- [GIVEN INSTRUCTION]
Every record below is to be retyped exactly.

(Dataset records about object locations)
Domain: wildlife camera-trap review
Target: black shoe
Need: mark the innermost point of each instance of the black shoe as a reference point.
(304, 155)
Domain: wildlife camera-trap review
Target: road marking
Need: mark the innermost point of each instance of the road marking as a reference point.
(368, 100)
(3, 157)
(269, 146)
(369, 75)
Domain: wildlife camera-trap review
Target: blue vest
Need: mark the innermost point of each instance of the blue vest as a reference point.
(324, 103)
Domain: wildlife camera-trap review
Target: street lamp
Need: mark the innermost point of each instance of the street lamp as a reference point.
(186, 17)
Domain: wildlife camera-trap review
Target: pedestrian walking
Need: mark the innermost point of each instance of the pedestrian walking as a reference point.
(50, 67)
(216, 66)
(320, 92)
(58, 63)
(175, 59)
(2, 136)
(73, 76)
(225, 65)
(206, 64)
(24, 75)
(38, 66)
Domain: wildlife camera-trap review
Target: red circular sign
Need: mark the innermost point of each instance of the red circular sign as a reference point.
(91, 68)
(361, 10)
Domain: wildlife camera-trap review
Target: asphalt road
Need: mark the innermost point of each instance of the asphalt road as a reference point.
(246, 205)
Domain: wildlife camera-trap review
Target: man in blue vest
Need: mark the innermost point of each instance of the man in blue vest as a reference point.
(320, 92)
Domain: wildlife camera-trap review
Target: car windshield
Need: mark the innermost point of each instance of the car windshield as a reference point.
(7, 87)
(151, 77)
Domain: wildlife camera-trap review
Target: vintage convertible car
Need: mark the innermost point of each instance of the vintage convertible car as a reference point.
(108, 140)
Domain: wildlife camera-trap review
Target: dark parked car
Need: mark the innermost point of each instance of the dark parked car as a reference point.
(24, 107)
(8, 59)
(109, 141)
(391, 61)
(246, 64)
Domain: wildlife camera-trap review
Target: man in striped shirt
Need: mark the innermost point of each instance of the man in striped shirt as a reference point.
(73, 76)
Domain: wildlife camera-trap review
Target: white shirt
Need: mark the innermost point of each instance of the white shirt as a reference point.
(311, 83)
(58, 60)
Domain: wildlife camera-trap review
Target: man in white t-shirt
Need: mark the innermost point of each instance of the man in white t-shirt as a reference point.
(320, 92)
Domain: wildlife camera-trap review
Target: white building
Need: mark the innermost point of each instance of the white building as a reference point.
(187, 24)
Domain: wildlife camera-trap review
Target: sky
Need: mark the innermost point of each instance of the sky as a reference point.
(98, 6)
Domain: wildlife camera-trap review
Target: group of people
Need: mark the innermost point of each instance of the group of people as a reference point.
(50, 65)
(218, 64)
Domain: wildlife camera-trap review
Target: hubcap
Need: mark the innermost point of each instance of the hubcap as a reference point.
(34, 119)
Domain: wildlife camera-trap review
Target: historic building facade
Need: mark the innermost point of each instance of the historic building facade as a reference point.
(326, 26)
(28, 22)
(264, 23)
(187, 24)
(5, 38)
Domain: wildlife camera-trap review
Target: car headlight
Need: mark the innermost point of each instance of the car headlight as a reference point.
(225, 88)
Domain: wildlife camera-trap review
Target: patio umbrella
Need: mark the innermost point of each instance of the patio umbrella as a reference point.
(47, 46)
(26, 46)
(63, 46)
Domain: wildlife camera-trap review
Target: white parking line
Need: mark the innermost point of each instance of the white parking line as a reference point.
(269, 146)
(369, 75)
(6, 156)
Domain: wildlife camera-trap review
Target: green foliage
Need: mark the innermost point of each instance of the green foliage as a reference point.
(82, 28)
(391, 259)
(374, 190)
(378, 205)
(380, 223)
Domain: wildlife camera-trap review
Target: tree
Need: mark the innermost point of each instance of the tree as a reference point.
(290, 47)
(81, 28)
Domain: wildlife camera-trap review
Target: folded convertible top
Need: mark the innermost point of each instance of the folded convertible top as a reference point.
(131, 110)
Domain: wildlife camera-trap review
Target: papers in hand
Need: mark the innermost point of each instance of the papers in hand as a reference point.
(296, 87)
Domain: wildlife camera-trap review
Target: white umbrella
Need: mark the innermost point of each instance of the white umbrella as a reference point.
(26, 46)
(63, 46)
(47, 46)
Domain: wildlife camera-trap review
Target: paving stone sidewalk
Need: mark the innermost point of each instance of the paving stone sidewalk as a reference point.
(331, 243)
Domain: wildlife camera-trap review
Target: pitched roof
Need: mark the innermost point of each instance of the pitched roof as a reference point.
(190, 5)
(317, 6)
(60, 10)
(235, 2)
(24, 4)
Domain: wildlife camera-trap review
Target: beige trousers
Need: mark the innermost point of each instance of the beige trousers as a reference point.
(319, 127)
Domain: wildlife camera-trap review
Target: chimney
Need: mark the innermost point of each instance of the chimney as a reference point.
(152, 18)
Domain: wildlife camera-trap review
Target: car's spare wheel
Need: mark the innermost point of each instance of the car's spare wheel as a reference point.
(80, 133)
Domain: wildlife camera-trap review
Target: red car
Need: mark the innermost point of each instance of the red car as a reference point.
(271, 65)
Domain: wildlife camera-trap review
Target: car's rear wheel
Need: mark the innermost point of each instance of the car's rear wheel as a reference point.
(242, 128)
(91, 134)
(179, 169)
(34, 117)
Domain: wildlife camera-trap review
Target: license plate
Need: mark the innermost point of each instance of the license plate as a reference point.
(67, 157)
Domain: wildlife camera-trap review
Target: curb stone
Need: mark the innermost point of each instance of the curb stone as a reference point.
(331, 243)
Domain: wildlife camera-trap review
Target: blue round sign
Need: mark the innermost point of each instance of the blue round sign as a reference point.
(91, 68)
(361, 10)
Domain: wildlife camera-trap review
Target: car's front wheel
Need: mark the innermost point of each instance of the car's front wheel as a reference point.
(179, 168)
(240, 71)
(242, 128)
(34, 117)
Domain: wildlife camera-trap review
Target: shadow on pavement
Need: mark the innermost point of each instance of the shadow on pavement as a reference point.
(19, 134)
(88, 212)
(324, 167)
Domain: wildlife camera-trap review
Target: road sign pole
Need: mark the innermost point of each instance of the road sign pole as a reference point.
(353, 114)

- [SOLVED PROBLEM]
Domain: wildlife camera-trap review
Target: black shoe
Need: mark the innermost point of each instance of the black shoe as a reference point.
(304, 155)
Domain: wildlife camera-trap review
Target: road marking
Need: mark the innermost point of each instance of the road marking as a reference point.
(368, 100)
(3, 157)
(269, 146)
(369, 75)
Domain: wildlife camera-trap review
Target: blue vest
Need: mark the innermost point of each instance of the blue vest as a reference point.
(324, 103)
Domain: wildlife camera-trap review
Target: street lamp
Need: mark the innermost point of each instance of the street lamp as a reference point.
(186, 17)
Domain: wildlife camera-trap review
Target: pedestrian walking
Need: mark the innermost point of each instance of the pedestrian walking as a reference point.
(50, 67)
(216, 66)
(320, 92)
(58, 63)
(175, 59)
(2, 136)
(73, 76)
(225, 65)
(206, 64)
(24, 75)
(38, 66)
Domain: wildlife camera-trap review
Target: red circular sign
Need: mark the innermost point of each instance of the red circular sign as a reference point.
(91, 68)
(361, 10)
Domain: wildlife camera-trap review
Target: asphalt road
Need: mark the innermost point of each instance of the asphalt road as a reference point.
(246, 205)
Domain: wildlife camera-trap review
Target: man in blue vest
Need: mark the innermost point of each instance of the man in blue vest as a reference point.
(320, 92)
Domain: wildlife camera-trap review
Target: car windshield
Need: mark the innermost point of each instance of the car windshield as a reference point.
(7, 87)
(151, 77)
Domain: wildlife camera-trap review
Target: vintage convertible car
Need: mark the innermost point of each instance of the vintage convertible car as a reference point.
(108, 140)
Domain: wildlife camera-trap review
Target: dark parked car
Need: mark the innermost point of each instance of the dark parked car as a reference point.
(24, 107)
(8, 59)
(109, 141)
(391, 61)
(246, 64)
Domain: wildlife camera-trap review
Target: man in striped shirt
Need: mark the innermost point of each instance of the man in striped shirt as a reference point.
(73, 76)
Domain: wildlife camera-trap review
Target: white shirt
Need: mark the innermost point of each instance of the white shirt as a reference point.
(311, 83)
(58, 60)
Domain: wildlife camera-trap review
Target: man in white t-shirt
Need: mark the innermost point of each instance of the man in white t-shirt as a reference point.
(320, 92)
Domain: wildlife camera-trap review
Target: white building
Need: mark the innermost point of each instance of the white building as a reference point.
(187, 24)
Domain: wildlife camera-trap review
Target: sky
Need: mark the innermost point of each instance of the sky as a reference point.
(98, 6)
Domain: wildlife camera-trap review
Target: group of people
Need: mark the innermost point of each instance of the group of people as a reference point.
(50, 65)
(218, 64)
Domain: wildlife camera-trap review
Target: hubcap
Need: mark the innermost point of each instance of the hubcap as a reference point.
(34, 119)
Domain: wildlife camera-trap review
Target: historic building facade
Need: mark the innermost point of each instance of the historic building facade as a reference point.
(326, 26)
(28, 22)
(264, 23)
(187, 24)
(5, 38)
Domain: wildlife camera-trap review
Target: car headlight
Need: mark the innermost point of each instance of the car headlight as a reference point.
(225, 88)
Domain: wildlife camera-trap review
Target: patio umbrella
Need: mark the innermost point of each instance of the patio umbrella as a reference point.
(47, 46)
(26, 46)
(63, 46)
Domain: wildlife camera-trap review
Target: white parking line
Need: mark the innermost point of each instance of the white parking line as a reference point.
(269, 146)
(369, 75)
(6, 156)
Domain: wildlife camera-trap review
Target: green foliage
Need: mark the innermost point of each instance of the green foliage as a reference point.
(82, 28)
(391, 259)
(374, 190)
(378, 205)
(380, 223)
Domain: wildlife camera-trap review
Target: tree
Need: mark the innermost point of each instance of the tree as a reference point.
(290, 47)
(81, 28)
Domain: wildlife camera-trap review
Target: folded convertible top
Need: mark the innermost point of each instance of the folded convertible top as a reference point.
(131, 110)
Domain: wildlife camera-trap review
Target: papers in hand
Need: mark the innermost point of each instance of the papers in hand as a reference point.
(296, 87)
Domain: wildlife camera-trap review
Target: white umbrella
Need: mark the innermost point of each instance of the white umbrella as a reference point.
(26, 46)
(63, 46)
(47, 46)
Domain: wildlife camera-trap review
Target: paving stone sidewalk
Need: mark the innermost point of each instance of the paving stone sidewalk as a reference point.
(331, 243)
Domain: wildlife camera-trap review
Target: pitched roof
Need: mark the innermost point of each instance of the pitched roof as a reference point.
(190, 5)
(317, 6)
(60, 10)
(235, 2)
(24, 4)
Domain: wildlife camera-trap review
Target: beige trousers
Need: mark the innermost point of each instance of the beige trousers as a reference point.
(319, 127)
Domain: wildlife camera-trap review
Target: chimney
Need: mark the innermost point of each instance of the chimney as a reference point.
(152, 18)
Domain: wildlife camera-trap review
Target: car's spare wheel
Need: mark the innermost point of each instance of the car's spare wheel as a reference point.
(80, 133)
Domain: wildlife camera-trap review
Target: red car
Need: mark the innermost point of each instance of the red car as a reference point.
(271, 65)
Domain: wildlife camera-trap review
Target: car's rear wheel
Need: mark the innermost point of each instance of the car's rear wheel as a reference point.
(242, 128)
(91, 134)
(179, 169)
(34, 117)
Domain: wildlife camera-trap review
Target: license plate
Need: mark the innermost point of each instance of the license plate as a reference point.
(67, 157)
Domain: wildlife camera-trap review
Target: curb stone
Need: mark the innermost point of each instance of the curb stone as a reference point.
(331, 243)
Domain: wildlife camera-trap review
Target: blue round sign
Need: mark the innermost point of each instance of the blue round sign as a reference point.
(91, 68)
(361, 10)
Domain: wildlife camera-trap review
Target: car's front wheel
Need: mark the innermost point of each instance of the car's front wheel as a reference point.
(179, 168)
(240, 71)
(242, 128)
(34, 117)
Domain: wildlife camera-trap review
Target: shadow on pavement
Need: mark the innermost point of each instance of the shadow on pavement as a reference point.
(19, 134)
(88, 212)
(324, 167)
Domain: wildlife camera-trap review
Target: road sign pole
Need: mark the innermost point of each instance of the road sign pole as a reference point.
(353, 114)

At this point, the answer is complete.